>> BEGIN Records to process
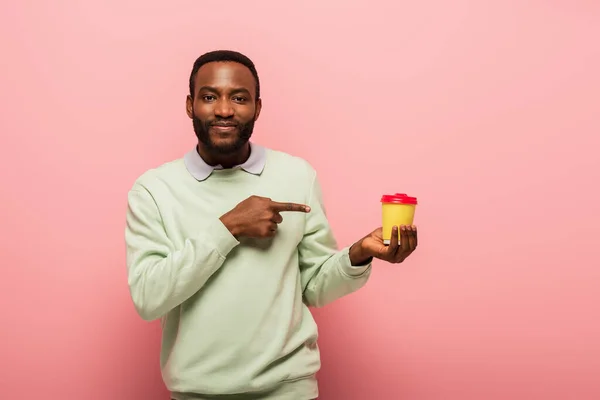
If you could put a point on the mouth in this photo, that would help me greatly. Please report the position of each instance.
(224, 127)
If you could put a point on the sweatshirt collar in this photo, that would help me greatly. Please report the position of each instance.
(201, 170)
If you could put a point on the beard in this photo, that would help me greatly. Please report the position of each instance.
(244, 132)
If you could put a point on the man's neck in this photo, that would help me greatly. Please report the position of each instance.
(225, 160)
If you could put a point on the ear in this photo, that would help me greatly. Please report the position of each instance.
(258, 108)
(189, 106)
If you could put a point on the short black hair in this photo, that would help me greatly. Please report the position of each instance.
(223, 56)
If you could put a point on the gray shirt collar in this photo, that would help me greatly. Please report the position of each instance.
(201, 170)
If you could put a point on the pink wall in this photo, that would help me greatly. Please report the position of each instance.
(488, 111)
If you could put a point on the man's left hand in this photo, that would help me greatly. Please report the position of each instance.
(402, 244)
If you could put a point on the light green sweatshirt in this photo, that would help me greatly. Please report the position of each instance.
(234, 314)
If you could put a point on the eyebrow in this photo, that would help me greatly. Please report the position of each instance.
(216, 90)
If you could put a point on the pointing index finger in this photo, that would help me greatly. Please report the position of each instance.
(280, 207)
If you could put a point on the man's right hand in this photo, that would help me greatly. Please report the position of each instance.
(258, 217)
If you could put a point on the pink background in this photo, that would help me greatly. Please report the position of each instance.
(487, 111)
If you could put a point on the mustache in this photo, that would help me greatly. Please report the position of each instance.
(222, 122)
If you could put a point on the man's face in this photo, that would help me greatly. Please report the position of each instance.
(224, 107)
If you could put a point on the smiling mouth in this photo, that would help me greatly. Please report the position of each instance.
(224, 128)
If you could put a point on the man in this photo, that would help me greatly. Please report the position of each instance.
(230, 245)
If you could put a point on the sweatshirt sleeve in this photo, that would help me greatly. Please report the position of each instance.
(326, 272)
(161, 276)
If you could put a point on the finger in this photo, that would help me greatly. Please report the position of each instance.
(404, 239)
(294, 207)
(393, 247)
(416, 236)
(412, 240)
(272, 228)
(277, 218)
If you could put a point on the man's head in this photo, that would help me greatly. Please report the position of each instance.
(224, 100)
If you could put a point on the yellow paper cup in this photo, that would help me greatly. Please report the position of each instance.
(396, 210)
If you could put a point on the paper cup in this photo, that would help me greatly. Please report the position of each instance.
(396, 210)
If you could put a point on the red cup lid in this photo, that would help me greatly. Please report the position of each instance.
(398, 198)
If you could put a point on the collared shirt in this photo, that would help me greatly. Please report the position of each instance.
(201, 170)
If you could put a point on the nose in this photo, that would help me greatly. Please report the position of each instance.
(223, 108)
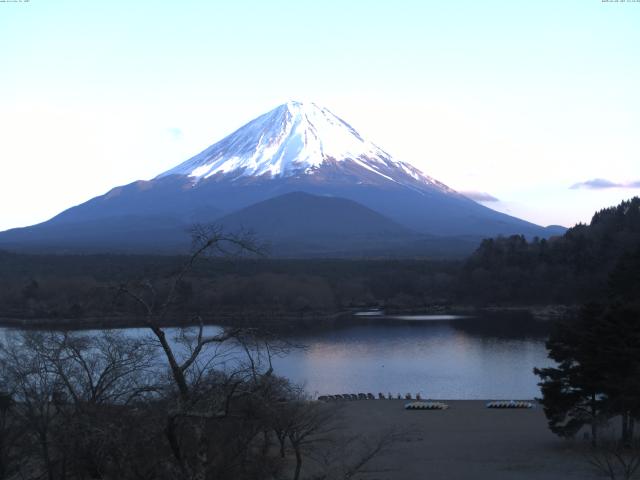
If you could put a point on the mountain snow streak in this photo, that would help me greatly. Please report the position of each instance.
(293, 139)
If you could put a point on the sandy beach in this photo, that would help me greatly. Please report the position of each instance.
(467, 441)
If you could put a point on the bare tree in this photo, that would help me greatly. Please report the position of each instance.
(615, 460)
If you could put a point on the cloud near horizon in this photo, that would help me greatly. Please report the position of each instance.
(480, 196)
(603, 183)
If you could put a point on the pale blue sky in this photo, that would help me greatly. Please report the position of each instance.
(520, 99)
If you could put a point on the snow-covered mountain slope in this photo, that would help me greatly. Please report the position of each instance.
(297, 147)
(299, 139)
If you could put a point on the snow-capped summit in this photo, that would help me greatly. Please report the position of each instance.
(298, 138)
(301, 178)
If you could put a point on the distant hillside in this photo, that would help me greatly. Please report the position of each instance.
(568, 268)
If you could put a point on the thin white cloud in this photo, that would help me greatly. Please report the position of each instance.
(603, 183)
(480, 196)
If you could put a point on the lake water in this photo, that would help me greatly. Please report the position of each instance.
(440, 357)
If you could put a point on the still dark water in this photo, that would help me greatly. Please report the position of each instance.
(467, 358)
(440, 357)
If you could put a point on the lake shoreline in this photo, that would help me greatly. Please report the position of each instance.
(277, 320)
(467, 442)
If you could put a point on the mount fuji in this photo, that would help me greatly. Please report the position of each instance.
(299, 176)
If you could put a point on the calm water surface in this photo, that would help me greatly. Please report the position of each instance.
(441, 357)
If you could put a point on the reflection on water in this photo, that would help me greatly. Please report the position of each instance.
(449, 357)
(436, 359)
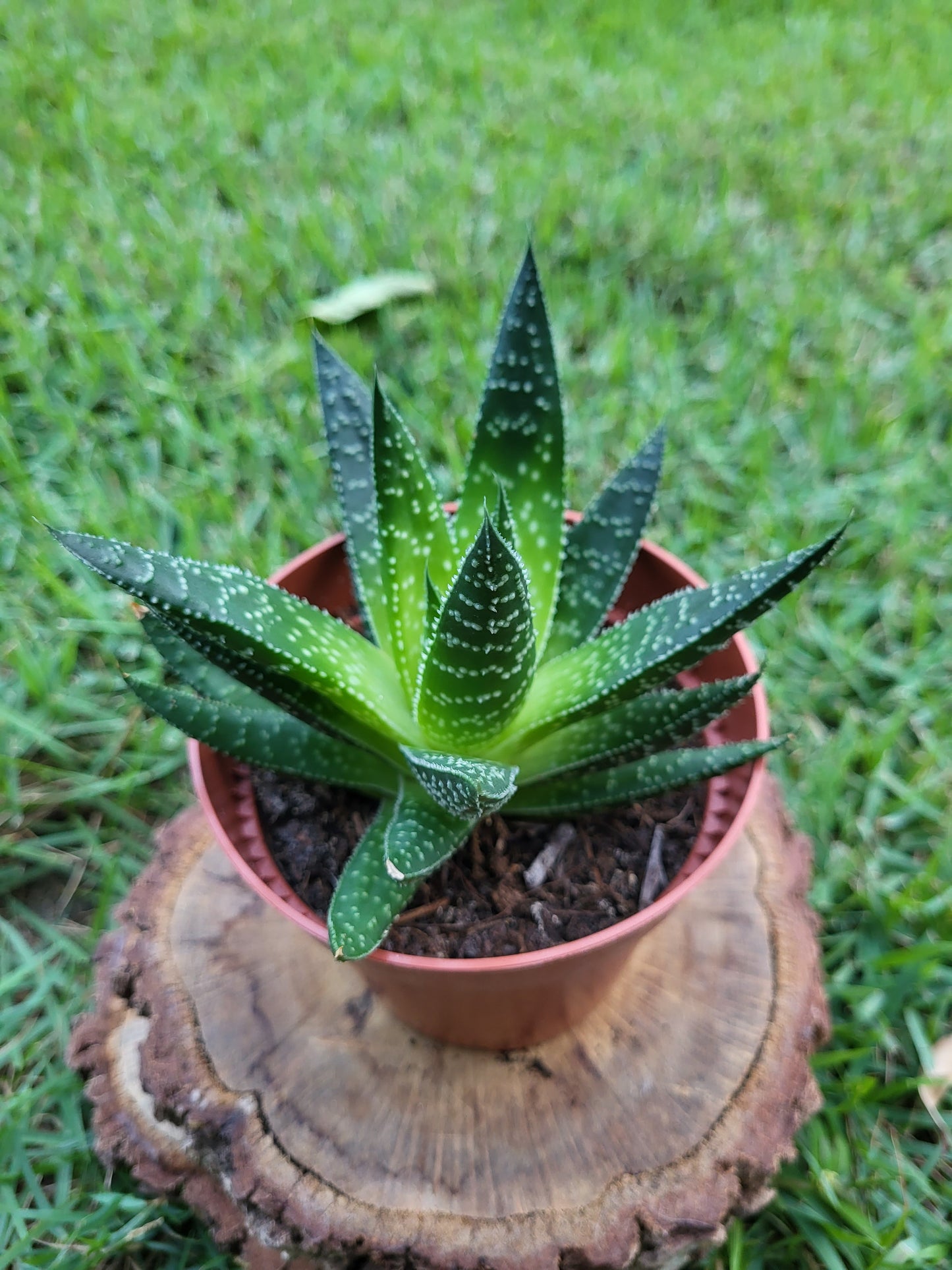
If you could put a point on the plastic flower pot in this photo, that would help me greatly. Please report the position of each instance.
(503, 1002)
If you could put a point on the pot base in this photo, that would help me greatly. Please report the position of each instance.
(234, 1062)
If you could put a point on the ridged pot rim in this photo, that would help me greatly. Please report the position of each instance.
(685, 882)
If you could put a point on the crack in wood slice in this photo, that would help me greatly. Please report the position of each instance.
(231, 1060)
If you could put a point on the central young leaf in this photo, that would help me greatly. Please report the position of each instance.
(465, 786)
(420, 835)
(416, 541)
(519, 444)
(480, 660)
>> END Records to process
Please swap "put a point on" for "mark" throughout the records above and write the lines out again with nothing else changed, leaving the pictures out.

Answer –
If you could mark the mouth in this photo, that would help me greatly. Please report the position of each instance.
(224, 127)
If you could mark the sweatshirt collar in this photo, that would help me greatly. Please report the position of each instance.
(201, 170)
If you could mark the beard in this photo, that would help me greatly. Please report the position of each instance.
(244, 132)
If you could mark the man's neck in this photo, that would help me greatly. Please report the position of each instance.
(225, 160)
If you could mark the ear in this photo, that would help me greatly. Please report the position of each instance.
(258, 108)
(189, 106)
If you could mark the short black hair in this photo, that would help me greatly. Please report the position of each instance.
(223, 56)
If you could mark the gray shirt collar in this photo, that would help me greatly. Please report the position of each instance.
(201, 170)
If you could mark the pink wall in this photo, that would help me greatly. Please report the position of each instance.
(488, 111)
If you could mark the man's left hand in this photo, that would help me greatly. Please report the position of each instance.
(402, 244)
If you could mark the light green sweatshirt in this photo, that would help me greatly. Please report the position of each instance.
(234, 314)
If you could mark the eyebrow in this photo, that would help me greatly. Please report the position of each instance.
(216, 90)
If you could mark the pointing index finger in this photo, that would help me greatly. Please report the position of each instance.
(280, 207)
If you could mark the man's right hand in this photo, that would help me greatly. Please report the position of each instance.
(258, 217)
If you could mark the pink background in this photo, that would help me greatly. Please report the position of each instance.
(487, 111)
If you could mark the mustache in this photo, that would help me greatly. Please report the position of each instance.
(222, 122)
If you could mark the man's face in this photo, that would help me greatly. Please report the position of each instance.
(224, 107)
If you could mark the smiling mouth in this photo, that would help me greatly. Please report the position of each instance.
(224, 128)
If you could mark the man in this photo, that would help me greatly. Please report the position of each instance.
(230, 245)
If you could mark the sweatshirt sleeve in this photo, that would help me greatly. Please report the position of each instance.
(326, 272)
(161, 276)
If you could mark the finger in this photo, that would help me greatly. Please report the position of each instance.
(404, 239)
(294, 207)
(393, 247)
(416, 236)
(412, 240)
(272, 228)
(277, 218)
If you could mark the man's head in this photo, that would help me greatly. Please report the position of each instance.
(224, 100)
If you could mark the yellow paper cup in this photo, that would help me greatly. Please report the position of each instance.
(396, 210)
If you could mark the paper cup in this photo, that would help me greatly. Please report the position of each instance.
(396, 210)
If you could mark the red cup lid in this photo, that would help me greatly. Please report the position of each instance.
(398, 198)
If you could mark the collared shirt in this photo, that would help me greatly. Please report the position of each instance.
(201, 170)
If you could mark the nose in this photo, that would help me greatly. Please report the position of each instance.
(223, 108)
If you could mark the mountain snow streak in this photo, that would help me greatly. Please report the position of each instance.
(293, 139)
If you could mark the sandy beach in this photo, that would help me greatly. Please report the position of each instance.
(467, 441)
If you could mark the bare tree in this photo, that would help me greatly. Please report the position of each instance.
(615, 460)
If you could mark the cloud near horizon in this photo, that would help me greatly. Please report the position of each instance.
(480, 196)
(603, 183)
If you could mark the pale blue sky in this photo, that would help me greatly. Please report the position of each instance.
(520, 99)
If you could mark the snow-covered mountain slope in this photo, that would help me greatly. Please report the position of each instance.
(297, 147)
(299, 139)
If you could mark the snow-capped summit in this photo, that would help me greatly. Please report the position of each instance.
(298, 138)
(301, 178)
If you could mark the distant hillside in this photo, that would help me greatly. Please report the position of each instance.
(568, 268)
If you could mark the thin white cloud in this photo, that would help me greatly. Please report the position of each instance.
(603, 183)
(480, 196)
If you could mark the lake water in this photo, that would help me greatly. Please report the position of each instance.
(440, 357)
If you could mark the still dark water in this photo, that would help me greatly. Please report the position of each instance.
(467, 358)
(440, 357)
If you could mark the lake shoreline in this photo, that would help me greatly. Please report the position of each instance.
(277, 320)
(467, 442)
If you could mark the mount fuji in this photo, that would help me greatly. Please report the position of each instance.
(299, 176)
If you could mark the calm water surface in this photo, that would help me greatly. Please report the position of each instance.
(441, 357)
If you could mark the reflection on water in this photo, that would help me greatly. Please report the position of each instance.
(449, 357)
(436, 359)
If you could mark the plastic flower pot in this photo, that would help me greatly. Please report the position of each instance.
(503, 1002)
If you could mark the pot base in this photo, that would help me greatly. Please report the position of each instance.
(234, 1062)
If you could mark the ridged pot rim in this photo, that would help me greatly. Please report the position of each instance.
(685, 882)
If you could mark the crack in wood slice in this photo, that would help me greatly. Please report the position of each instance.
(231, 1060)
If you could mark the central young leaf in this photo, that would help me greatly. Please report the position of each instance.
(465, 786)
(420, 835)
(416, 541)
(519, 444)
(480, 660)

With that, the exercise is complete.